#### [Source document]

---

This is an archive of the discontinued LLVM Phabricator instance.

[ELF] .gdb_index: fix CuOff when a .debug_info section contains more than 1 CU
ClosedPublic

Authored by MaskRay on Nov 9 2018, 4:03 PM.

Details

Summary

Idx passed to readPubNamesAndTypes was an index into Chunks, not an
index into the CU list. This would be incorrect if some .debug_info
section contained more than 1 CU.

In real world, glibc Scrt1.o is a partial link of start.os abi-note.o init.o and contains 2 CUs in debug builds.
Without this patch, any application linking such Scrt1.o would have invalid .gdb_index
The issue could be demonstrated by:

(gdb) py print(gdb.lookup_global_symbol('main'))
None

Event Timeline

MaskRay created this revision.Nov 9 2018, 4:03 PM
MaskRay updated this revision to Diff 173463.Nov 9 2018, 4:04 PM
MaskRay retitled this revision from [ELF] .gdb_index: fix CuOff when a .debug_info section more than 1 CU This fixes a .gdb_index issue linking Scrt1.o with debug information, as Scrt1.o has two DW_tag_compile_unit. to [ELF] .gdb_index: fix CuOff when a .debug_info section more than 1 CU.
MaskRay edited the summary of this revision. (Show Details)
MaskRay added a reviewer: ruiu.

.

I think this would fail at least in the following example:

  • Compile one file with gnu-pubnames and one withou
  • ld -r the two together (non-pubnames first, then pubnames one)

---

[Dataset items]
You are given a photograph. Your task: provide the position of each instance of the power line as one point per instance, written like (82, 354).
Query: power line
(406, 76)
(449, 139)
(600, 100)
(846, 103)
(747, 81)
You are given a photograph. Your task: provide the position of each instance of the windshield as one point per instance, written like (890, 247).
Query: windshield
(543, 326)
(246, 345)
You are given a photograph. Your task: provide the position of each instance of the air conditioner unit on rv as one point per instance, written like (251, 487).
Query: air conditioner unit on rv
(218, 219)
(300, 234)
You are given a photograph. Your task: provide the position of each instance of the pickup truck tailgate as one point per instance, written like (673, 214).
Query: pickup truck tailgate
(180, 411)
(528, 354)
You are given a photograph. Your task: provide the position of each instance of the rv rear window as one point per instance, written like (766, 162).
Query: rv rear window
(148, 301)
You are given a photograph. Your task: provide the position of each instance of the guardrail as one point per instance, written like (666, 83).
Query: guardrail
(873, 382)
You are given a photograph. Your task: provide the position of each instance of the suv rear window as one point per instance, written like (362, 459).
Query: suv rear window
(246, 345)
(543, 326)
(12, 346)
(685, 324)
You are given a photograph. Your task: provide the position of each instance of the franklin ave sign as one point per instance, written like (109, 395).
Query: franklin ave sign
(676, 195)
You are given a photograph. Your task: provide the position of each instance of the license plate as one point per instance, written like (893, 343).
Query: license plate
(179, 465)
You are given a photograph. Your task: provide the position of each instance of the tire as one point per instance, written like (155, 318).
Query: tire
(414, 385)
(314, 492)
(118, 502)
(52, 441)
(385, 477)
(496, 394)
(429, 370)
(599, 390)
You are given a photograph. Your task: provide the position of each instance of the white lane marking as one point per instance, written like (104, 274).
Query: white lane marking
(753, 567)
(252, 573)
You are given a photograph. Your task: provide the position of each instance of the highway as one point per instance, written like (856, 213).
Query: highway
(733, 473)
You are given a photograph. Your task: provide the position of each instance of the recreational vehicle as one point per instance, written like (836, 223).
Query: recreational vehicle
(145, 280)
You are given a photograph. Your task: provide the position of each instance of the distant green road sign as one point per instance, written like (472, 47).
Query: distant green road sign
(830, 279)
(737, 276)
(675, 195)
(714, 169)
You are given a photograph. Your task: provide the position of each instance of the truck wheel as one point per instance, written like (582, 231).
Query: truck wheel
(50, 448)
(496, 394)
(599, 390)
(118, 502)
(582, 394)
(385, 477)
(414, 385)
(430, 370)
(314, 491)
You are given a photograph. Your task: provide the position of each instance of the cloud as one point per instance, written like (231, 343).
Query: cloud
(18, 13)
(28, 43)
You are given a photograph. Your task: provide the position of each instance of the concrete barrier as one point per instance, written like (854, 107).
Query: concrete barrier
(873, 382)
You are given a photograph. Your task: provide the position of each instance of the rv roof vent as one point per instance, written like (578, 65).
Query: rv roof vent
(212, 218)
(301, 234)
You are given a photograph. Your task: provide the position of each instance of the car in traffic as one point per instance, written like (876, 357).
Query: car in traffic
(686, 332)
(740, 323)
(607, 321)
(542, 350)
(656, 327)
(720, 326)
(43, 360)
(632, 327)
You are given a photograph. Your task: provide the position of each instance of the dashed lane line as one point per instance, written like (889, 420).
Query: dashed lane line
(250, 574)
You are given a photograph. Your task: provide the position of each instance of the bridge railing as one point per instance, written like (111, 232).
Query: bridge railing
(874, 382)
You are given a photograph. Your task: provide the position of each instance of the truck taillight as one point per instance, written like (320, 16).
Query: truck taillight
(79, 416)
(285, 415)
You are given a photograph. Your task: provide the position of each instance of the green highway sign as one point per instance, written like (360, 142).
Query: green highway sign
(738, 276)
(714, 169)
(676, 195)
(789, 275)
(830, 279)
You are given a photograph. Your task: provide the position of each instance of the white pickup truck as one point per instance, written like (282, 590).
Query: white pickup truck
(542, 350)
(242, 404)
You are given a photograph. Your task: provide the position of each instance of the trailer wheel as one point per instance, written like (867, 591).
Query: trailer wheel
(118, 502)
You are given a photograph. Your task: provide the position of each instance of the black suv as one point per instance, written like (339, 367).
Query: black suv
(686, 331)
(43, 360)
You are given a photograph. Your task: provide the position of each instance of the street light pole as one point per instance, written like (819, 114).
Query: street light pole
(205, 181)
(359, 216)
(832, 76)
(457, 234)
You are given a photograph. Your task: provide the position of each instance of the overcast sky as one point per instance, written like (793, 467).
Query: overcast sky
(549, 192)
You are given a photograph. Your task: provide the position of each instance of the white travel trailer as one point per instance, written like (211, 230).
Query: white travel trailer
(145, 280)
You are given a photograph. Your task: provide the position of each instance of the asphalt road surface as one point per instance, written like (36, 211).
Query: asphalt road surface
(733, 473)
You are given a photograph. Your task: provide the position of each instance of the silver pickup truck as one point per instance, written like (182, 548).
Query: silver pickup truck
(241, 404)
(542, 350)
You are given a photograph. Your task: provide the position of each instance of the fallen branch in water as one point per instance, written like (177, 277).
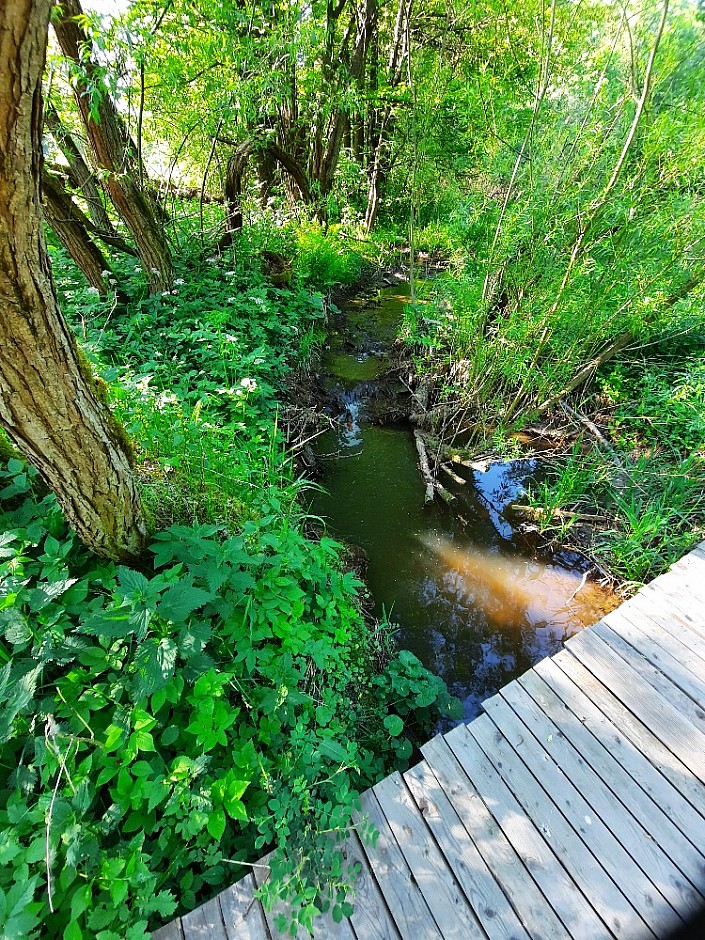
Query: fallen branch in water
(577, 590)
(453, 475)
(432, 485)
(560, 515)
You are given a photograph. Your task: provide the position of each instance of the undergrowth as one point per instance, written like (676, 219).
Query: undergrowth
(161, 725)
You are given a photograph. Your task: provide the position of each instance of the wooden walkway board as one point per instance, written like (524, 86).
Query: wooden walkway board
(574, 808)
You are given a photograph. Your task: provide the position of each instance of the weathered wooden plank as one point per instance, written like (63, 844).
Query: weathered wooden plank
(324, 927)
(680, 628)
(668, 882)
(170, 931)
(404, 899)
(673, 804)
(635, 730)
(592, 829)
(556, 884)
(620, 917)
(487, 899)
(446, 901)
(660, 649)
(371, 919)
(663, 685)
(659, 715)
(501, 858)
(686, 866)
(205, 923)
(243, 917)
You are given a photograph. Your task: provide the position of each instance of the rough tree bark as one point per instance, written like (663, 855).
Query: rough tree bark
(235, 173)
(69, 225)
(49, 403)
(115, 151)
(82, 175)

---

#### [Tasks to carry out]
1. Convert everything in the records from the line containing "like (63, 844)." down to the end of the records into a numbered list, leaving out blank lines.
2. Carry on the code review of the .gdb_index CuOff fix from where it stops.
The text and the records are separate material with no connection to each other.

#### [Answer set]
1.
1. You are given a photograph. Your task: provide the position of each instance of the weathered wooden plank as one point per instance, written like (63, 844).
2. Query: weathered wooden plank
3. (324, 927)
4. (680, 628)
5. (668, 882)
6. (170, 931)
7. (404, 899)
8. (673, 804)
9. (635, 730)
10. (592, 829)
11. (556, 884)
12. (620, 917)
13. (487, 899)
14. (446, 901)
15. (660, 649)
16. (371, 919)
17. (663, 685)
18. (659, 715)
19. (501, 858)
20. (686, 866)
21. (205, 923)
22. (243, 917)
23. You are given a photograph. Your task: provide the position of each instance of the rough tree bark as one point per instance, written like (663, 855).
24. Query: rough tree bark
25. (235, 173)
26. (69, 225)
27. (49, 403)
28. (115, 151)
29. (82, 175)

2.
  • link those

I believe that'll produce a different (& incorrect) gdb-index compared to skipping the -r step and linking the two objects directly, maybe? (I haven't looked at the code carefully/completely enough to understand the CU counting aspect - but suffice to say, the linker shouldn't assume there are as many gnu_pubnames contributions/sets as there are CUs - or that they're in the same order, for that matter)

Probably the right solution is to store the Offset (DWARFDebugPubTable::Set::Offset) that describes the CU from the pubnames - then lookup that offset to determine the CU index - possibly by a search within a sorted list of CU offsets, built by a walk of the CUs in the input)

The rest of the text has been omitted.